SOAL LATIHAN A
Tolong kumpulkan setiap baris catatan yang memuat kata "white". Huruf besar dan huruf kecil dibedakan.

Total Tayangan Halaman

Selasa, 12 Juni 2012

arab pra islam


BAB I
PENDAHULUAN

Mengkaji tentang Islam akan lebih sempurna bila kita mengkaji Arab pra-Islam terlebih dahulu, karena Islam lahir di tengah-tengah masyarakat Arab yang sudah mempunyai adat istiadat yang diwariskan dari generasi ke generasi. Apalagi ia muncul di kota terpenting bagi mereka yang menjadi jalur penting bagi lalu lintas perdagangan mereka kala itu, dan dibawa oleh Muhammad (570-632 M) yang merupakan salah satu keturunan suku terhormat dan memiliki kedudukan terpandang di antara mereka secara turun-temurun dalam beberapa generasi, Quraysh. Quraysh adalah suku penguasa di atas suku-suku lainnya di Mekah, sebuah kota yang di dalamnya terdapat bangunan suci tua yang memiliki daya tarik yang melebihi tempat-tempat pemujaan lainnya di daerah Arab.

CATATAN YANG DISEDIAKAN

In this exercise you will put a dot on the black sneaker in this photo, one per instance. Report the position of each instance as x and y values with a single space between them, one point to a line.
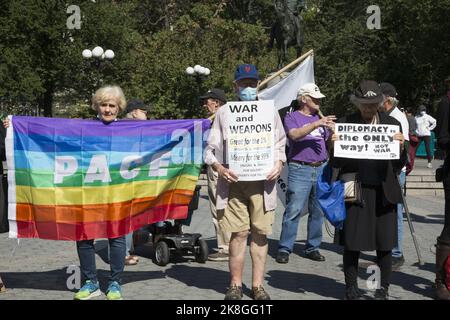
397 262
353 293
381 294
282 257
315 255
234 293
258 293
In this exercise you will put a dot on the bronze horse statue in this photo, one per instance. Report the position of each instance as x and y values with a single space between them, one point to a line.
287 30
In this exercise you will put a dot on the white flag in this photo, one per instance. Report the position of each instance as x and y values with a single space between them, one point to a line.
286 90
283 93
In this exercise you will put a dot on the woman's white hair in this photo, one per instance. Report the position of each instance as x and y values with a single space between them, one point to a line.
107 93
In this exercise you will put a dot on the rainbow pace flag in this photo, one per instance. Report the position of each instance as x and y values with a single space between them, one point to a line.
73 179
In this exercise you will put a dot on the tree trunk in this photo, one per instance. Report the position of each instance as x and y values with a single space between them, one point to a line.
46 101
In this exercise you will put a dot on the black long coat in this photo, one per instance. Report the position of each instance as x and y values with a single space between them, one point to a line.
373 225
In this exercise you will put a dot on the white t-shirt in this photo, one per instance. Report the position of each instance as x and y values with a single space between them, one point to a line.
401 117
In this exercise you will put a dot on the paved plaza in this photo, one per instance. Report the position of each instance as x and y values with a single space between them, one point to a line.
37 269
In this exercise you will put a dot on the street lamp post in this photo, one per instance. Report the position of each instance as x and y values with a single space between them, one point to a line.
98 56
200 73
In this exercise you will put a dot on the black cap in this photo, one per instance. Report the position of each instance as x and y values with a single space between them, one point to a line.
215 93
367 92
136 104
388 89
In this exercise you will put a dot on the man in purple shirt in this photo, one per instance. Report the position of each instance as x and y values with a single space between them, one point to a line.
308 133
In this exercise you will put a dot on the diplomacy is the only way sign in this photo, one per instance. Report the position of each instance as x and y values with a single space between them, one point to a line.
360 141
250 142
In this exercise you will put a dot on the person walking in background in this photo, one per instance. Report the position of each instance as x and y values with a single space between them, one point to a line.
425 124
413 140
443 241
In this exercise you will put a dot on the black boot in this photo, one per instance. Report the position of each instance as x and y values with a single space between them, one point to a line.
442 253
352 293
382 294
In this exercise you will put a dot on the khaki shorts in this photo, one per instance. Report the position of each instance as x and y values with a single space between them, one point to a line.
245 209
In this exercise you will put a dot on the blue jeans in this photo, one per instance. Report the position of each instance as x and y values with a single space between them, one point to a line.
302 181
86 254
397 252
129 243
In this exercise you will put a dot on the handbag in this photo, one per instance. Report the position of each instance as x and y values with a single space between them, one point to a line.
413 138
352 188
330 196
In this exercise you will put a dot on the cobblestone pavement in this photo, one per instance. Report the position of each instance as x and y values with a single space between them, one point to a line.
37 268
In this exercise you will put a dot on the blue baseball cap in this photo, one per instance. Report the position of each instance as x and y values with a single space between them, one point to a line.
246 71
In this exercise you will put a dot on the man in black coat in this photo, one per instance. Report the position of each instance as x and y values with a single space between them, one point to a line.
443 241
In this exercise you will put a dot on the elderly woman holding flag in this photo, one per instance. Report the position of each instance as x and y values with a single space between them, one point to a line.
108 102
371 222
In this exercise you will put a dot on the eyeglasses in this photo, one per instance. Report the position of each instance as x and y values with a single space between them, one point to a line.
108 105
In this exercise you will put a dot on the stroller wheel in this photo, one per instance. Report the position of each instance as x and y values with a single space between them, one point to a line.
162 253
201 253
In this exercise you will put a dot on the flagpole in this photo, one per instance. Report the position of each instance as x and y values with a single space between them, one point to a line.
289 66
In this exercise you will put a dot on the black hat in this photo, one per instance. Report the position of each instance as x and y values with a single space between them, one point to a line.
367 92
215 93
388 89
136 104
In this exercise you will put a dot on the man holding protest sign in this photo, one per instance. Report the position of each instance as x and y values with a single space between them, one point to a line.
390 104
212 101
371 222
246 200
307 133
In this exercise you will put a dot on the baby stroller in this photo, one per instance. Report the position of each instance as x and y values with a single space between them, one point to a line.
169 238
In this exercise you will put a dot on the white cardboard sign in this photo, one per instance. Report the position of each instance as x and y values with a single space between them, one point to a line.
367 141
250 138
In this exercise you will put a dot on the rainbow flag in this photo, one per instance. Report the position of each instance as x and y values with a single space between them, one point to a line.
73 179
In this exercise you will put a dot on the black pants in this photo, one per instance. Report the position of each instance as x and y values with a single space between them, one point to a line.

SOAL LATIHAN B
Jawab pertanyaan berikut berdasarkan teks tentang Arab pra-Islam di atas.
(i) Apa judul BAB I?
(ii) Angka tahun berapa yang dicantumkan bersama nama Muhammad?
(iii) Suku apa yang disebut sebagai suku penguasa di Mekah?

HASIL AKHIR A
In this exercise you will put a dot on the white flag in this photo, one per instance. Report the position of each instance as x and y values with a single space between them, one point to a line.
In this exercise you will put a dot on the woman's white hair in this photo, one per instance. Report the position of each instance as x and y values with a single space between them, one point to a line.
In this exercise you will put a dot on the white t-shirt in this photo, one per instance. Report the position of each instance as x and y values with a single space between them, one point to a line.
In this exercise you will put a dot on the white cardboard sign in this photo, one per instance. Report the position of each instance as x and y values with a single space between them, one point to a line.

HASIL AKHIR B
(i) Pendahuluan
(ii) 570-632 M
(iii) Quraysh